**Input material:**

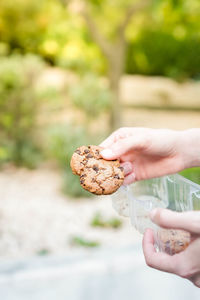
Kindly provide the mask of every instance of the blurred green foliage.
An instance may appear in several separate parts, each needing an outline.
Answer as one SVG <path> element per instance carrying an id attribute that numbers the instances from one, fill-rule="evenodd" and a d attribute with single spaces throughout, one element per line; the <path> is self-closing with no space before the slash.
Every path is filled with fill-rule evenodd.
<path id="1" fill-rule="evenodd" d="M 69 89 L 69 96 L 72 104 L 85 113 L 88 123 L 109 110 L 112 97 L 108 87 L 94 74 L 81 78 Z"/>
<path id="2" fill-rule="evenodd" d="M 111 40 L 133 1 L 88 0 L 101 32 Z M 36 53 L 51 64 L 78 72 L 104 73 L 106 61 L 80 15 L 59 0 L 1 0 L 0 55 Z M 174 78 L 200 76 L 199 0 L 153 0 L 127 32 L 126 72 Z M 111 26 L 108 26 L 108 24 Z"/>
<path id="3" fill-rule="evenodd" d="M 126 72 L 199 79 L 199 19 L 198 0 L 154 1 L 148 18 L 129 26 Z"/>
<path id="4" fill-rule="evenodd" d="M 72 173 L 70 161 L 76 148 L 92 144 L 94 138 L 89 137 L 83 127 L 76 125 L 58 125 L 50 128 L 48 137 L 48 151 L 52 159 L 60 165 L 63 173 L 63 187 L 65 194 L 71 197 L 91 197 L 92 194 L 80 185 L 79 177 Z"/>
<path id="5" fill-rule="evenodd" d="M 91 226 L 117 229 L 122 226 L 122 221 L 115 217 L 105 218 L 100 212 L 97 212 L 92 218 Z"/>
<path id="6" fill-rule="evenodd" d="M 200 38 L 178 40 L 170 33 L 144 30 L 127 53 L 128 73 L 163 75 L 175 79 L 200 76 Z"/>
<path id="7" fill-rule="evenodd" d="M 34 167 L 38 162 L 39 94 L 34 83 L 43 67 L 31 55 L 0 57 L 0 163 Z"/>
<path id="8" fill-rule="evenodd" d="M 200 168 L 191 168 L 191 169 L 186 169 L 180 172 L 180 174 L 187 179 L 200 184 Z"/>
<path id="9" fill-rule="evenodd" d="M 99 247 L 100 243 L 98 241 L 93 241 L 86 239 L 81 236 L 73 236 L 71 238 L 71 245 L 72 246 L 79 246 L 79 247 L 86 247 L 86 248 L 94 248 L 94 247 Z"/>
<path id="10" fill-rule="evenodd" d="M 36 252 L 36 254 L 38 256 L 45 256 L 45 255 L 48 255 L 49 253 L 50 253 L 50 251 L 46 248 L 42 248 Z"/>
<path id="11" fill-rule="evenodd" d="M 0 55 L 31 52 L 79 72 L 104 69 L 81 17 L 59 0 L 1 0 L 0 42 Z"/>
<path id="12" fill-rule="evenodd" d="M 37 90 L 35 82 L 44 68 L 43 59 L 71 69 L 80 80 L 68 89 L 68 96 L 70 105 L 85 115 L 84 129 L 76 124 L 51 128 L 46 151 L 59 162 L 63 190 L 71 196 L 88 197 L 91 194 L 80 187 L 69 163 L 78 146 L 99 142 L 88 125 L 109 110 L 111 95 L 104 83 L 91 74 L 105 75 L 108 62 L 92 41 L 83 18 L 72 11 L 70 4 L 66 5 L 68 2 L 0 1 L 0 164 L 12 161 L 31 168 L 37 165 L 41 158 L 37 116 L 46 96 Z M 116 43 L 116 29 L 133 0 L 87 2 L 101 33 Z M 200 79 L 200 1 L 151 3 L 127 27 L 125 71 L 179 80 Z M 49 96 L 56 98 L 52 91 Z M 199 183 L 198 169 L 185 170 L 183 175 Z"/>
<path id="13" fill-rule="evenodd" d="M 90 133 L 91 122 L 109 108 L 110 92 L 95 75 L 85 76 L 69 89 L 69 96 L 75 108 L 85 115 L 84 126 L 68 124 L 49 129 L 48 151 L 56 159 L 63 172 L 65 194 L 72 197 L 91 197 L 92 194 L 80 186 L 78 176 L 72 174 L 70 160 L 76 148 L 82 145 L 98 144 L 103 136 Z"/>

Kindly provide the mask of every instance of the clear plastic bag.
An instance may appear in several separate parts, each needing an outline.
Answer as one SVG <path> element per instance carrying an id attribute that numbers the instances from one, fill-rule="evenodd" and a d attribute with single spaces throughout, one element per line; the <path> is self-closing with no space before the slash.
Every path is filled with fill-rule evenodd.
<path id="1" fill-rule="evenodd" d="M 140 233 L 152 228 L 158 251 L 173 255 L 189 245 L 190 234 L 159 228 L 151 222 L 149 212 L 156 207 L 178 212 L 200 210 L 200 185 L 178 174 L 143 180 L 122 186 L 112 195 L 112 203 L 120 215 L 130 218 Z"/>

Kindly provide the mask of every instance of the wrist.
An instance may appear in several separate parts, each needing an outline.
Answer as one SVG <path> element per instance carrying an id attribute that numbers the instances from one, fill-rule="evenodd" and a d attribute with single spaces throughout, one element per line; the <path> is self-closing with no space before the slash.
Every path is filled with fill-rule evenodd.
<path id="1" fill-rule="evenodd" d="M 200 128 L 182 131 L 181 139 L 185 168 L 200 167 Z"/>

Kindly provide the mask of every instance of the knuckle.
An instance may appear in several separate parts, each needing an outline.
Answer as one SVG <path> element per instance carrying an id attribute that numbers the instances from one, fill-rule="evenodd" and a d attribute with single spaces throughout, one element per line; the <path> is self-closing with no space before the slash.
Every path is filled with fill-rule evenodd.
<path id="1" fill-rule="evenodd" d="M 143 139 L 142 139 L 142 142 L 141 142 L 141 145 L 145 148 L 150 148 L 152 144 L 152 138 L 151 136 L 148 134 L 148 135 L 144 135 Z"/>
<path id="2" fill-rule="evenodd" d="M 154 264 L 152 264 L 152 262 L 150 262 L 150 261 L 147 262 L 147 266 L 150 267 L 150 268 L 154 268 Z"/>
<path id="3" fill-rule="evenodd" d="M 185 278 L 185 279 L 191 277 L 190 272 L 186 269 L 183 269 L 183 270 L 179 271 L 178 275 L 182 278 Z"/>
<path id="4" fill-rule="evenodd" d="M 194 281 L 193 281 L 193 284 L 194 284 L 196 287 L 200 288 L 200 278 L 194 280 Z"/>
<path id="5" fill-rule="evenodd" d="M 154 220 L 161 226 L 164 224 L 163 210 L 161 208 L 157 208 Z"/>
<path id="6" fill-rule="evenodd" d="M 120 127 L 115 131 L 115 133 L 119 136 L 126 136 L 129 133 L 129 131 L 129 127 Z"/>
<path id="7" fill-rule="evenodd" d="M 180 256 L 174 256 L 173 265 L 174 273 L 182 278 L 190 279 L 196 273 L 196 266 L 193 265 L 191 260 L 183 253 L 180 254 Z"/>
<path id="8" fill-rule="evenodd" d="M 196 213 L 191 219 L 192 228 L 195 232 L 200 232 L 200 213 Z"/>
<path id="9" fill-rule="evenodd" d="M 124 132 L 126 129 L 127 129 L 126 127 L 120 127 L 115 132 L 121 133 L 121 132 Z"/>
<path id="10" fill-rule="evenodd" d="M 145 257 L 145 261 L 146 261 L 146 264 L 147 264 L 148 267 L 154 268 L 154 264 L 153 264 L 153 262 L 152 262 L 152 260 L 149 256 Z"/>
<path id="11" fill-rule="evenodd" d="M 190 268 L 190 266 L 181 266 L 177 272 L 177 275 L 179 275 L 182 278 L 189 279 L 191 276 L 194 275 L 194 271 Z"/>

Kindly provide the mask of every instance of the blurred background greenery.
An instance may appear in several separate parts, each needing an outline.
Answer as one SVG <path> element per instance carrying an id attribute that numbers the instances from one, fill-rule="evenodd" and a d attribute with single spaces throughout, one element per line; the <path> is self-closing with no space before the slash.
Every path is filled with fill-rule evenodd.
<path id="1" fill-rule="evenodd" d="M 133 97 L 129 114 L 121 92 L 123 79 L 132 82 L 136 74 L 171 78 L 180 90 L 192 82 L 196 90 L 199 19 L 199 0 L 1 0 L 1 167 L 56 161 L 63 191 L 88 196 L 69 167 L 76 147 L 97 144 L 120 126 L 184 129 L 184 118 L 196 118 L 200 127 L 192 91 L 193 105 L 162 89 L 152 107 Z M 164 124 L 154 117 L 162 113 Z M 200 183 L 199 168 L 183 174 Z"/>

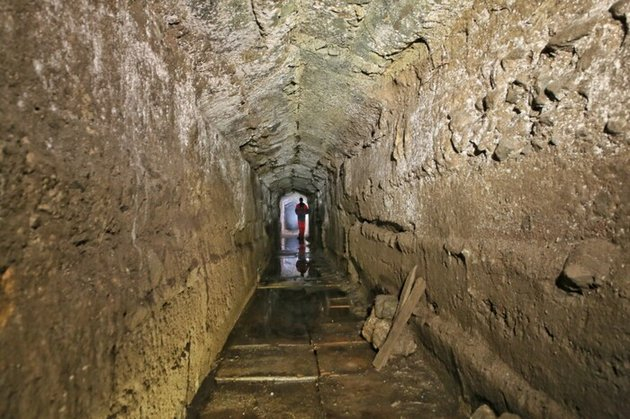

**Directions:** Each line above that has "provide" adds one to the count; say the final count with no other text.

**Solution to this task:** 5